====== Excerto ======

Ao invés, um relato sobre o quotidiano banal escrito por um autor medíocre parece-nos sempre pífio e até improvável, por muito inspirado que possa ter sido na realidade.
Na sua nova incursão literária, Paulo José Miranda relembra-nos o poder da literatura, capaz de conferir tonalidades vívidas de realidade aos cenários ficcionais mais improváveis.
E se a atualidade noticiosa cada vez mais se nos afigura como um guião de fraca qualidade escrito por um argumentista ébrio, por que razão não podem os livros ser mais reais (ou seja, autênticos) do que a própria suposta realidade?
Publicadas originalmente na imprensa (no jornal "Macau Hoje"), estas histórias remetem- nos para o delicioso "Literatura nazi nas Américas", livro injustamente secundarizado na obra de Roberto Bolaño, no qual o escritor chileno nos confronta com uma enciclopédia imaginária de autores falhados a toda a linha.

======

### Objetivo do exercício
Segundo o excerto, em que jornal foram publicadas originalmente as histórias de Paulo José Miranda?

====== Dados do exercício ======

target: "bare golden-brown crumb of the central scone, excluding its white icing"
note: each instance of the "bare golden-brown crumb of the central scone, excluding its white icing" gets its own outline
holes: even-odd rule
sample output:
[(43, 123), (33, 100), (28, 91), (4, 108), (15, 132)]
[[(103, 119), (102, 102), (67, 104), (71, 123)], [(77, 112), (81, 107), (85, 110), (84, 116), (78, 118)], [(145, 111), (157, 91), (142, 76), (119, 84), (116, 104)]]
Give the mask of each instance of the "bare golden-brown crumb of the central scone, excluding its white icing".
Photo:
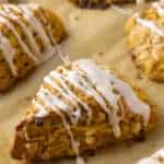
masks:
[[(71, 70), (72, 68), (70, 66), (59, 67), (57, 72), (62, 77), (65, 69)], [(59, 81), (55, 80), (55, 82), (58, 86), (61, 86)], [(80, 143), (80, 154), (90, 154), (97, 149), (107, 148), (110, 144), (121, 141), (143, 140), (145, 133), (156, 125), (154, 106), (151, 105), (144, 92), (138, 87), (133, 87), (137, 96), (150, 105), (151, 113), (149, 122), (145, 126), (143, 118), (140, 115), (131, 113), (125, 98), (121, 97), (119, 99), (118, 110), (118, 115), (121, 115), (121, 108), (124, 108), (124, 118), (119, 125), (121, 134), (119, 138), (116, 138), (109, 125), (108, 116), (104, 113), (101, 105), (91, 95), (85, 94), (71, 83), (67, 82), (67, 85), (92, 109), (92, 121), (90, 125), (87, 124), (87, 114), (84, 108), (77, 125), (71, 125), (69, 117), (65, 115), (67, 121), (71, 125), (70, 129), (74, 140)], [(44, 83), (42, 87), (50, 91), (51, 94), (57, 95), (61, 101), (68, 101), (62, 96), (61, 92), (58, 92), (49, 84)], [(38, 95), (36, 95), (35, 101), (43, 106), (45, 105)], [(69, 104), (69, 102), (67, 103)], [(37, 108), (34, 104), (27, 108), (26, 116), (15, 128), (14, 143), (11, 150), (12, 157), (27, 161), (48, 161), (56, 157), (75, 156), (68, 130), (63, 126), (61, 117), (52, 108), (47, 107), (46, 110), (48, 110), (48, 115), (42, 118), (35, 117)]]

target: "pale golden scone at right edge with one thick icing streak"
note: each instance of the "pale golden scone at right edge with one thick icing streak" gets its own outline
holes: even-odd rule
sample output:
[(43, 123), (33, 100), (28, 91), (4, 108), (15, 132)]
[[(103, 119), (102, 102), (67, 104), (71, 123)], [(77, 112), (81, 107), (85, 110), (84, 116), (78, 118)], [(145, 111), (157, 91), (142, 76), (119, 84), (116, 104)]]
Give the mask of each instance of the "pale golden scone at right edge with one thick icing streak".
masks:
[(126, 25), (131, 58), (150, 79), (164, 82), (164, 2), (134, 13)]

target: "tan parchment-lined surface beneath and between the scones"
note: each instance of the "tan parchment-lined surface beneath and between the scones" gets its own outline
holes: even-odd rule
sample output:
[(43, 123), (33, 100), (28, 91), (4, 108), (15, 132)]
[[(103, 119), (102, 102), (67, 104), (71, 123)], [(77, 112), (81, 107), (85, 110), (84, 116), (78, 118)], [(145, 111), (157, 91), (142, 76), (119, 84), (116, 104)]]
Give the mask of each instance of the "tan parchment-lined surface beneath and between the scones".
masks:
[[(87, 164), (134, 164), (138, 159), (148, 156), (164, 147), (164, 84), (149, 81), (132, 65), (126, 49), (124, 33), (124, 24), (128, 15), (116, 9), (80, 10), (66, 0), (35, 1), (56, 10), (63, 20), (69, 38), (62, 43), (61, 50), (62, 54), (70, 56), (70, 60), (90, 57), (98, 62), (110, 65), (144, 89), (157, 105), (159, 126), (144, 142), (122, 143), (98, 151), (95, 156), (87, 157)], [(62, 61), (56, 54), (50, 61), (35, 70), (26, 80), (20, 82), (10, 92), (0, 95), (0, 164), (22, 163), (10, 157), (14, 126), (25, 113), (43, 77), (60, 63)], [(73, 164), (74, 161), (61, 160), (50, 164), (54, 163)]]

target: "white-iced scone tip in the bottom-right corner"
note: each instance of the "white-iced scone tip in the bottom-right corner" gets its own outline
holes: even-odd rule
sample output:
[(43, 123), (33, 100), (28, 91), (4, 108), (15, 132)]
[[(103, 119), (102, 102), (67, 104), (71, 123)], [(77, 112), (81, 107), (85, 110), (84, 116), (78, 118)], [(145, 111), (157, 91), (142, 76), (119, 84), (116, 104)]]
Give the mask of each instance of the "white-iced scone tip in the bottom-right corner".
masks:
[(141, 159), (137, 164), (164, 164), (164, 149), (159, 150), (150, 157)]

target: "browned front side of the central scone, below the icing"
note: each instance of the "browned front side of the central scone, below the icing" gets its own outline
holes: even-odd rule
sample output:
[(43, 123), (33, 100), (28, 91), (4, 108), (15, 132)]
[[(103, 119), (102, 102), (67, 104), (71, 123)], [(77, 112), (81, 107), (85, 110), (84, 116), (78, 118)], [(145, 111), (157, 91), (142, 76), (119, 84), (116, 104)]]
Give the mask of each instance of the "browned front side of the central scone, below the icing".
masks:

======

### Solução detalhada
No jornal "Macau Hoje".